◆ Instructions for the task: Can you copy every one of the records below word for word, leaving the pictures out of your answer?

◆ Entries:
━━━━━━━━━━━━━━━━━━━━
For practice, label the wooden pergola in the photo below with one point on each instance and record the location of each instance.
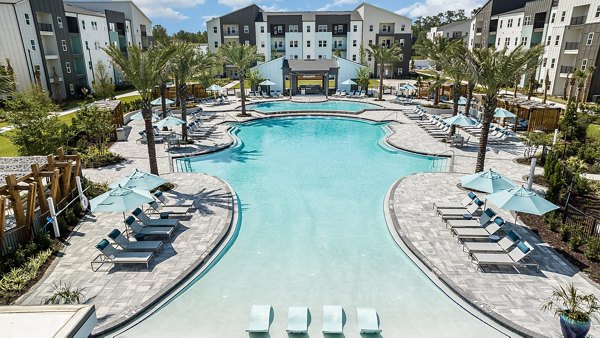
(540, 116)
(28, 190)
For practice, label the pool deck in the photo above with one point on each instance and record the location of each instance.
(506, 293)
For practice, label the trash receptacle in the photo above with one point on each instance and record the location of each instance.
(121, 134)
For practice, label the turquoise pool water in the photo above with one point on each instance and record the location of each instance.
(312, 233)
(287, 106)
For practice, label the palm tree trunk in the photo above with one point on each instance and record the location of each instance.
(381, 82)
(163, 93)
(456, 94)
(147, 114)
(243, 92)
(489, 106)
(183, 89)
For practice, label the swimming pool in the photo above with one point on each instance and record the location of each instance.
(325, 106)
(312, 233)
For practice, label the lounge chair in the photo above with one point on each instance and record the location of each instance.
(501, 246)
(332, 319)
(127, 245)
(167, 202)
(464, 203)
(476, 233)
(368, 321)
(472, 210)
(111, 254)
(154, 222)
(260, 318)
(482, 221)
(516, 257)
(139, 230)
(170, 210)
(297, 319)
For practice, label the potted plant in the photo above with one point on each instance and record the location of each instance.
(574, 309)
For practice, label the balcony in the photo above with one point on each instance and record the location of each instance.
(571, 47)
(578, 20)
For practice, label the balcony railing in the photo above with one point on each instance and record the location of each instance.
(571, 45)
(578, 20)
(566, 69)
(45, 27)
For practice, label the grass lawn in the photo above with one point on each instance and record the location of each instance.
(594, 131)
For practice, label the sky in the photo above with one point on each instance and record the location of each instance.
(191, 15)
━━━━━━━━━━━━━━━━━━━━
◆ Result of the task:
For practice, label the wooden pergola in the photo below with one point on each instance and record the location of each instance.
(540, 116)
(28, 190)
For practice, label the pool deck in the photo above with one point on each instance and record the location of each instance.
(506, 293)
For practice, label the trash receptacle in the photo above with one point on each instance and record the location of each instance.
(121, 134)
For practice, label the turquoise pool water in the photo above with one point on each instance and record the location of each instance.
(312, 233)
(287, 106)
For practice, label the palm tree trunk in the photo above with one point on each instance and record the location of each instance.
(381, 82)
(163, 93)
(456, 94)
(147, 114)
(243, 92)
(489, 106)
(183, 89)
For practice, label the swimming pool in the photo above with one point on each instance and record the location of each instance.
(325, 106)
(312, 233)
For practice, label the lounge chair in the photo above with one point on each instance and record the location of each instance.
(501, 246)
(332, 319)
(127, 245)
(167, 202)
(464, 203)
(476, 233)
(368, 321)
(472, 210)
(111, 254)
(154, 222)
(260, 318)
(482, 221)
(516, 257)
(139, 230)
(170, 210)
(297, 319)
For practice, label the potted plant in the photo above with one point on each instance and record the location of each instance.
(574, 309)
For practice, label the balcony in the photo above with one point on each instance and record the location of each instance.
(571, 47)
(578, 20)
For practice, label the balcony railing in the photo above with one point on each instance and record the location of each instance.
(571, 45)
(578, 20)
(566, 69)
(45, 27)
For practice, label the grass lawn in the photo above with one point on each instance and record the location of each instance.
(594, 131)
For practice, label the sky in the photo above with one point on each instance and record the location of each instance.
(191, 15)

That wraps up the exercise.